(Extracted text)
_ _ _ _ _ _ _
Health IT, Payers

Startup makes it easier to keep up with quality measures

Chicago-based startup Apervita implemented electronic clinical quality measures from the National Committee for Quality Assurance. The company’s software makes it easier for healthcare organizations to identify data issues and improve quality.

Chicago-based software firm Apervita is making it easier for healthcare companies to report on quality measures. The startup, which focuses its efforts on helping hospitals and insurers share data, is building the first software tool to certify clinical quality measures from the National Committee for Quality Assurance (NCQA).

Nonprofit NCQA has a sprawling national dataset used to benchmark the quality of care. But the process of translating these directives into electronic health record systems can be time-consuming and can lead to variety in how they’re ultimately interpreted.

Apervita’s systems allow providers and payers just to import these specifications, saving them months of work. Dr. Blackford Middleton, Apervita’s chief informatics and innovation officer, said the system allows these measurements to be implemented across different care settings for better apples-to-apples quality measurements.
_ _ _ _ _ _ _
(Data under study)

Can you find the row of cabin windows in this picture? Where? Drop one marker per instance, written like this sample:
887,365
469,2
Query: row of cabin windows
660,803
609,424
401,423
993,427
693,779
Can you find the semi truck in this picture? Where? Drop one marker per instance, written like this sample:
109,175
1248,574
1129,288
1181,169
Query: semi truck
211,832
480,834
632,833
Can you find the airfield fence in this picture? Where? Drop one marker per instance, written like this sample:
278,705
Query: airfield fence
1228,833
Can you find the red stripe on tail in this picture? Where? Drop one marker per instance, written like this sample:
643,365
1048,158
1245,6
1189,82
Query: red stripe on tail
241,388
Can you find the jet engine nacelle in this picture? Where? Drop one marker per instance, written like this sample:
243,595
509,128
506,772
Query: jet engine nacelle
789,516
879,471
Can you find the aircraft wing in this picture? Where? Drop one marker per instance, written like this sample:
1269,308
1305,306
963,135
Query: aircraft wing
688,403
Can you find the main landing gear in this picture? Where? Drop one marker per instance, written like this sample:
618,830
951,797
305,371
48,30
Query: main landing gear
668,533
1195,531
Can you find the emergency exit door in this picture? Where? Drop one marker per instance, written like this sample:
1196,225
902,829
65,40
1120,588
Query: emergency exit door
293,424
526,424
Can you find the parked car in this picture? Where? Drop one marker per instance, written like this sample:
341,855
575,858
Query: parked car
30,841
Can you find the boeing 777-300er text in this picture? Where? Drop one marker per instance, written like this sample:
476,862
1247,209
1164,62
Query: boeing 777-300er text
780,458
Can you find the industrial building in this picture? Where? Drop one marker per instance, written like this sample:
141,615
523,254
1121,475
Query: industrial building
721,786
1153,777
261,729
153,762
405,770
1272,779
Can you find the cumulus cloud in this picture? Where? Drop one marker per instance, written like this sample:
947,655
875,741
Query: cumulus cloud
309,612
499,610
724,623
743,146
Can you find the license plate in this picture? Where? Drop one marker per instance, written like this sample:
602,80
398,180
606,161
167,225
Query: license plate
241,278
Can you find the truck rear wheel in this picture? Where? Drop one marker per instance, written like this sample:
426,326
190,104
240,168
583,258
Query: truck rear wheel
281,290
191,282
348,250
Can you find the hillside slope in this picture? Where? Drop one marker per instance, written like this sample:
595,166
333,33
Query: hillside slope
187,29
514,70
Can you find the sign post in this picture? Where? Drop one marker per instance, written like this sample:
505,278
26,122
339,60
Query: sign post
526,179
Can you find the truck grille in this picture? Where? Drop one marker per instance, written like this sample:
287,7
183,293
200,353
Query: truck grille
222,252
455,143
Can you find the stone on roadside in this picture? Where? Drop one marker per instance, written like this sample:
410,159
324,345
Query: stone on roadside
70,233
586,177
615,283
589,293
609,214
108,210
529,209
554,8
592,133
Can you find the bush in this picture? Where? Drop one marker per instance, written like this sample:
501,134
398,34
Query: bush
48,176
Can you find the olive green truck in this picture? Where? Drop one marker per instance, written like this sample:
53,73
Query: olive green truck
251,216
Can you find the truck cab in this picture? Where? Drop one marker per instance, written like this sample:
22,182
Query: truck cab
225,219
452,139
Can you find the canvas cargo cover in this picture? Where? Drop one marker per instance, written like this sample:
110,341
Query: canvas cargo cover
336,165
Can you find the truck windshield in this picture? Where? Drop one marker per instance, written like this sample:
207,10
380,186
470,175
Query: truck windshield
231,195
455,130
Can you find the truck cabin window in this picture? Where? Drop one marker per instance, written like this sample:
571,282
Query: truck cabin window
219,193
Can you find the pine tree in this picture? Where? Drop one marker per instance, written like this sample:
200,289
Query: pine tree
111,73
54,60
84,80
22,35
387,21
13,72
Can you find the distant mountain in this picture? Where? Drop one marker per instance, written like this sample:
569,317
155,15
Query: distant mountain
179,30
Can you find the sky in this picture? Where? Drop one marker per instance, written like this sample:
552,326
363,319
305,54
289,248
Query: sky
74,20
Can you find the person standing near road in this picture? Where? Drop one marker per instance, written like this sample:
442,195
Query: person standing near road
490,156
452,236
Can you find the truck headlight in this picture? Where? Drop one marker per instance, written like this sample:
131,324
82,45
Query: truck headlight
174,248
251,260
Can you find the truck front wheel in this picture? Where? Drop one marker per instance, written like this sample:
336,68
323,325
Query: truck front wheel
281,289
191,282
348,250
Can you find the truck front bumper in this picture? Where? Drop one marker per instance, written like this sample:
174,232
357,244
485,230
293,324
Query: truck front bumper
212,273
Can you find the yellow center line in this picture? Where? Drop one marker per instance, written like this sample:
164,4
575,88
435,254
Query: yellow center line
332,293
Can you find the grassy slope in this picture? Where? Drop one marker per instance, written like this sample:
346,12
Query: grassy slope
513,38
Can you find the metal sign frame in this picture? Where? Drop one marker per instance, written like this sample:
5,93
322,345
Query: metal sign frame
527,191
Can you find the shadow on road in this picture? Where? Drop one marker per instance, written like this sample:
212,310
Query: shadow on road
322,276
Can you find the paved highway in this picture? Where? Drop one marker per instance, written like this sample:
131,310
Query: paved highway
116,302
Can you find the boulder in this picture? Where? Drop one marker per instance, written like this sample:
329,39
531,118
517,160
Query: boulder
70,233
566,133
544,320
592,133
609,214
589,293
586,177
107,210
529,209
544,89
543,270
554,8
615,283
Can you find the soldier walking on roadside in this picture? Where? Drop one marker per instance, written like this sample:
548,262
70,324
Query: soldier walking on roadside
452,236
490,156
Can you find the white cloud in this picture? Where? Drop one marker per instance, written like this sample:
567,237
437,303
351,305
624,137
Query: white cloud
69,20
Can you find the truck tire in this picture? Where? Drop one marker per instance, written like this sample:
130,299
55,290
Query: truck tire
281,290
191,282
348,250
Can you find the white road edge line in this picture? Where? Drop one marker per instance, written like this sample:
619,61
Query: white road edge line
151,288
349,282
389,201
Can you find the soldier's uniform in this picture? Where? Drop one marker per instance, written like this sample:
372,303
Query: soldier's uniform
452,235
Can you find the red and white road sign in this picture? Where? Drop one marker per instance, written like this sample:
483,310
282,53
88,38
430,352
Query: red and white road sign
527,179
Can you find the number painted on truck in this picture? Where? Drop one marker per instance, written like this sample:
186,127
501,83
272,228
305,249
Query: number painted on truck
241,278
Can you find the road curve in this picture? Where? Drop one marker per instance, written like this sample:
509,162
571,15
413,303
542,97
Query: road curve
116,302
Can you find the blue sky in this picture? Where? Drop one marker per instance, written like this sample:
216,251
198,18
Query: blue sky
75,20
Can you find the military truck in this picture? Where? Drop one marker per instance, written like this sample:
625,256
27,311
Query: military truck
_ _ _ _ _ _ _
(What is required)
Can you reproduce, word for word, the part of the Apervita article that opens with the words containing "Startup makes it" and closes with "they’re ultimately interpreted."? The rows play no part in this work.

(Response box)
Startup makes it easier to keep up with quality measures

Chicago-based startup Apervita implemented electronic clinical quality measures from the National Committee for Quality Assurance. The company’s software makes it easier for healthcare organizations to identify data issues and improve quality.

Chicago-based software firm Apervita is making it easier for healthcare companies to report on quality measures. The startup, which focuses its efforts on helping hospitals and insurers share data, is building the first software tool to certify clinical quality measures from the National Committee for Quality Assurance (NCQA).

Nonprofit NCQA has a sprawling national dataset used to benchmark the quality of care. But the process of translating these directives into electronic health record systems can be time-consuming and can lead to variety in how they’re ultimately interpreted.